Your task
Transcribe the entries exactly; images are not part of the copy.

Information supplied
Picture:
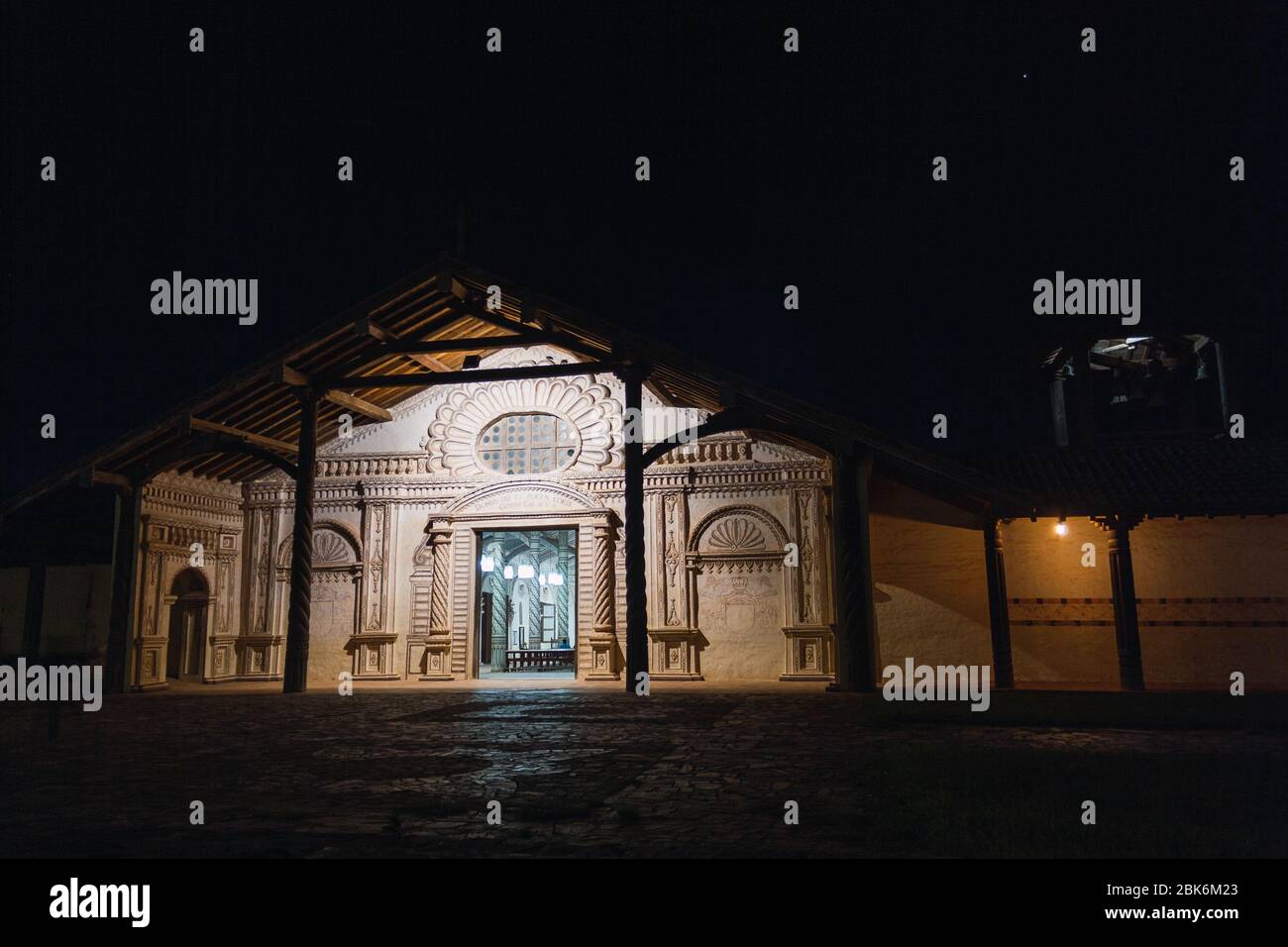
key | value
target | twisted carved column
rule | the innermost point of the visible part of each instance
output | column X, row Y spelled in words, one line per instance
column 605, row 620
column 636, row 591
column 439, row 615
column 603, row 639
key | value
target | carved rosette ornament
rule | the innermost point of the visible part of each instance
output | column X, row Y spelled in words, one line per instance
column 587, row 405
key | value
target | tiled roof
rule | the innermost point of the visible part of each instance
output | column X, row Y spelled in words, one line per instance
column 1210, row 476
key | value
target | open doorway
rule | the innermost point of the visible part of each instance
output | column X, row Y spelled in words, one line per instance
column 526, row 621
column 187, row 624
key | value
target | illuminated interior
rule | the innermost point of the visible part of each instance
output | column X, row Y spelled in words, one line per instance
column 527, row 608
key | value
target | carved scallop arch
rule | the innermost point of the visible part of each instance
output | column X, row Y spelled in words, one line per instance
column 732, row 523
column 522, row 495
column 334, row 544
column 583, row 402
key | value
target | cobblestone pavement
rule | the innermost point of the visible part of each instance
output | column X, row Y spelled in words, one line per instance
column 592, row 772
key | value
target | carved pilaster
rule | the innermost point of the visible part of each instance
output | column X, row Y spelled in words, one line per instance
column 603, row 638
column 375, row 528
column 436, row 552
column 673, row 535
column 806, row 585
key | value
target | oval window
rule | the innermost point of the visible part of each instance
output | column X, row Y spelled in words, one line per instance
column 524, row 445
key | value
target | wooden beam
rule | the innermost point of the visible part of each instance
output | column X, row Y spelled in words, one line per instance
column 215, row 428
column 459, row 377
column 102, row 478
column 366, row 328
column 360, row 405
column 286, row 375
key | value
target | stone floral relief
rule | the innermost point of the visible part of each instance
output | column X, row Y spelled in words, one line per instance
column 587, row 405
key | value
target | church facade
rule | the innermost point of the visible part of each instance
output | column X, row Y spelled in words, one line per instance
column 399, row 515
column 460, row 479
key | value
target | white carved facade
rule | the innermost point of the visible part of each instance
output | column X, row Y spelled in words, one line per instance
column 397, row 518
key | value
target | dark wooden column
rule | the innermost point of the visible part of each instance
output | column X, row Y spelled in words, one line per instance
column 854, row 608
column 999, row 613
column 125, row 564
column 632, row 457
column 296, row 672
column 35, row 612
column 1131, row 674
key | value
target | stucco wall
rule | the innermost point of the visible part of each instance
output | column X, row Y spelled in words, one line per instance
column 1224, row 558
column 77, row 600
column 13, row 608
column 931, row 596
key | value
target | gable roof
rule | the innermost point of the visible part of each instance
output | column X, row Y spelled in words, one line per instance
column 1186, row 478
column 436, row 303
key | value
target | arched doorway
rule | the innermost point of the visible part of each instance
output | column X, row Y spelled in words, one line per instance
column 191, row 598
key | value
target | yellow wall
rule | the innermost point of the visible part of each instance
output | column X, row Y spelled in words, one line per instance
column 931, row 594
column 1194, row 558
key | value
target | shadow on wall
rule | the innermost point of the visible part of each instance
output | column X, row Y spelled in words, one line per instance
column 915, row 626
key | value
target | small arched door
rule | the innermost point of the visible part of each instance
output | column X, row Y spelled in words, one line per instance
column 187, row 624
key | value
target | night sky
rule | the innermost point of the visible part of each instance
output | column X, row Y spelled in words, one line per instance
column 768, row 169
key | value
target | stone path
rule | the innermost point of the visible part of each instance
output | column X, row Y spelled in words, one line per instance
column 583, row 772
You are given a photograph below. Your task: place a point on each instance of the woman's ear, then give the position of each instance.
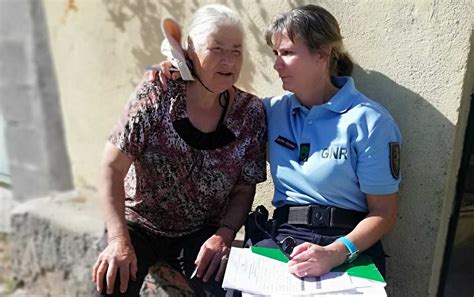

Exercise output
Picture:
key | value
target | twisted carved column
rule | the innermost point of the visible part of each instance
output | column X, row Y spelled in words, one line per instance
column 605, row 620
column 636, row 591
column 439, row 615
column 603, row 639
key | value
target | carved rosette ornament
rule | the innermost point of the visible part of each instance
output | column X, row Y spelled in words, one line per instance
column 587, row 405
key | value
target | tiled roof
rule | the innermost point of the visible part of each instance
output | column X, row Y spelled in words, one line per instance
column 1210, row 476
key | value
target | open doorway
rule | the innermost point of the visible part of each instance
output | column X, row Y spelled in words, one line per instance
column 526, row 621
column 187, row 624
key | value
target | illuminated interior
rule | the innermost point of the visible part of each instance
output | column X, row Y spelled in words, one line per instance
column 527, row 608
key | value
target | carved scallop arch
rule | the innermost point of the visible part of each instance
output | column X, row Y spelled in words, one line per instance
column 732, row 523
column 522, row 495
column 334, row 544
column 583, row 402
key | value
target | cobblestone pavement
rule | the innermost point of the visible part of each instance
output | column X, row Y spelled in words, one line per instance
column 592, row 772
key | value
target | carved pilaster
rule | the innermost point of the visible part of each instance
output | column X, row Y spelled in words, one line per instance
column 603, row 638
column 375, row 528
column 436, row 552
column 673, row 535
column 806, row 585
key | value
target | oval window
rule | the innermost point of the visible part of each instance
output | column X, row Y spelled in words, one line per instance
column 524, row 445
key | value
target | wooden beam
rule | the innermost point of the visible part of each instance
output | column X, row Y spelled in words, one line per instance
column 215, row 428
column 459, row 377
column 102, row 478
column 366, row 328
column 360, row 405
column 286, row 375
key | value
target | stone floral relief
rule | the innermost point of the visible part of each instance
output | column X, row Y spelled in words, one line per instance
column 587, row 405
key | value
target | church facade
rule | the innermost point of the visible part of each instance
output | column X, row Y spelled in words, one line per instance
column 399, row 515
column 460, row 479
key | value
target | white carved facade
rule | the innermost point of the visible part of each instance
output | column X, row Y spelled in words, one line per instance
column 397, row 518
key | value
target | dark wooden column
rule | the innermost point of the visible part of each instance
output | column X, row Y spelled in words, one line per instance
column 854, row 608
column 999, row 613
column 125, row 564
column 632, row 457
column 296, row 672
column 35, row 612
column 1131, row 674
key | value
target | stucco wall
rule | the innermost point of the visible part of each instance
output | column X, row Y spelled in words, one line per instance
column 1224, row 558
column 77, row 600
column 13, row 608
column 931, row 596
key | value
target | gable roof
rule | the innermost point of the visible part of each instance
output | column X, row Y spelled in words, one line per instance
column 1186, row 478
column 436, row 303
key | value
target | arched doorway
rule | the innermost point of the visible part of each instance
output | column X, row Y spelled in words, one line per instance
column 191, row 598
key | value
target | yellow wall
rule | the innermost point of the visible part of each instance
output | column X, row Y spelled in words, one line per instance
column 931, row 594
column 1194, row 558
key | value
target | shadow on wall
rule | the innermost point of the visible part of each instance
output | column X, row Y spelled in words, one line per instance
column 915, row 626
key | value
target | small arched door
rule | the innermost point of the visible part of each instance
output | column X, row Y spelled in words, one line per instance
column 187, row 624
key | value
target | night sky
rule | the innermost point of the visible part of each instance
output | column X, row Y spelled in words, one line per instance
column 768, row 169
key | value
target | stone path
rule | the innermost point of the visible part of each instance
output | column X, row Y spelled in words, one line per instance
column 583, row 772
You are given a photograph below. Your task: place a point on each instance of the woman's ear, then give the position of each instance.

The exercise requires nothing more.